**Jobs:**
1. Transcribe the passage of the oja module text starting with "The main reason" and going on through "end and GC-ed.".
2. Answer these questions from the oja module text:
(a) What command does the text give for installing the module?
(b) According to the text, why can the module not be used for long-running flows?
(c) What does the note in the chaining example say about the order of consume and define?

— START OF Text to read —

The main reason for creation of this module is to allow decoupling business logic into smaller isolated stage components in the application via pub/sub API that leads to a simpler/isolated unit testing with easy mocking of input data and easy composition of components into higher async structures.

Architecture

The module is based on pub/sub interface. It accumulates events in the backlog for new subscribers. This is pros and cons:

  • Allows consumers/producers to be added in any order and guarantees delivery of an event.
  • Accumulates events in memory, thus it cannot be used for long running flows as it eventually will run out of memory.
  • It is good fit for short request/stream flows that eventually end and GC-ed.

Install

npm install oja -S

Usage

Simple pub/sub

const Flow = require('oja').Flow;
const flow = new Flow();

// create consumer component
const consumer = flow.consume('foo');
consumer.then(foo => {
    console.log(foo); // prints 'bar'
});

// define producer component
const producer = flow.define('foo');
// publish
producer.pub('bar');

Shorter form for clarity:

// create consumer component
flow
.consume('foo', foo => {
    console.log(foo); // prints 'bar'
})
.define('foo', 'bar');

Consuming multiple events

// create consumer component
flow
.consume('foo', foo => {
    console.log(foo); // prints 'bar1' and 'bar2'
})
.define('foo', 'bar1')
.define('foo', 'bar1');

Using promise

// create consumer component
flow
.consume('foo', foo => {
    console.log(foo); // prints 'bar'
})
.define('foo', new Promise(resolve => {
    resolve('bar');
}));

Multiple consumers, single producer

// create consumer component
flow
.consume('foo', foo => {
    console.log(foo); // prints 'bar'
})
.consume('foo', foo => {
    console.log(foo); // prints 'bar'
})
.define('foo', 'bar');

Chaining actions, mixing, etc.

// NOTE: the order of consume/define does not matter
// create consumer component
flow
.consume('foo', (foo, runtime) => {
    console.log(foo); // prints 'faa'
    runtime.define('qoo', 'qaa'); // can consume and produce new data
})
.consume('qoo', (qoo, runtime) => {
    console.log(qoo); // prints 'qaa'
    runtime.define('woo', Promise.resolve('waa')); // can use async promise
})
// start chain reaction here
.define('foo', 'faa')   
// lets produce multiple events via event emitter
.consume('woo', (woo, runtime) => {    
    console.log(woo); // prints waa
    // define as event emitter
    const roo = runtime.define('roo');
    // simulate async flow with two event emitted
    setImmediate(() => {
        // generate multiple events
        roo.pub('raa1');
        roo.pub('raa2');
    });
})
// validate
.consume('roo', roo => {
    console.log(roo);   // prints raa1 and raa2
})

— END OF Text to read —
— START OF Data excerpt —

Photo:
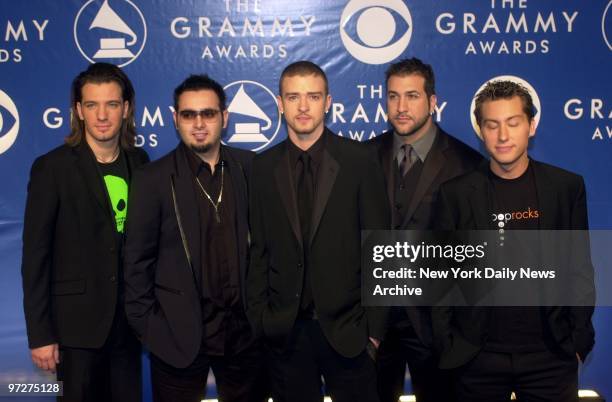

— END OF Data excerpt —

**Solutions to each task:**
1.
The main reason for creation of this module is to allow decoupling business logic into smaller isolated stage components in the application via pub/sub API that leads to a simpler/isolated unit testing with easy mocking of input data and easy composition of components into higher async structures.

Architecture

The module is based on pub/sub interface. It accumulates events in the backlog for new subscribers. This is pros and cons:

  • Allows consumers/producers to be added in any order and guarantees delivery of an event.
  • Accumulates events in memory, thus it cannot be used for long running flows as it eventually will run out of memory.
  • It is good fit for short request/stream flows that eventually end and GC-ed.

2.
(a) npm install oja -S
(b) It accumulates events in memory, so it would eventually run out of memory.
(c) The order of consume/define does not matter.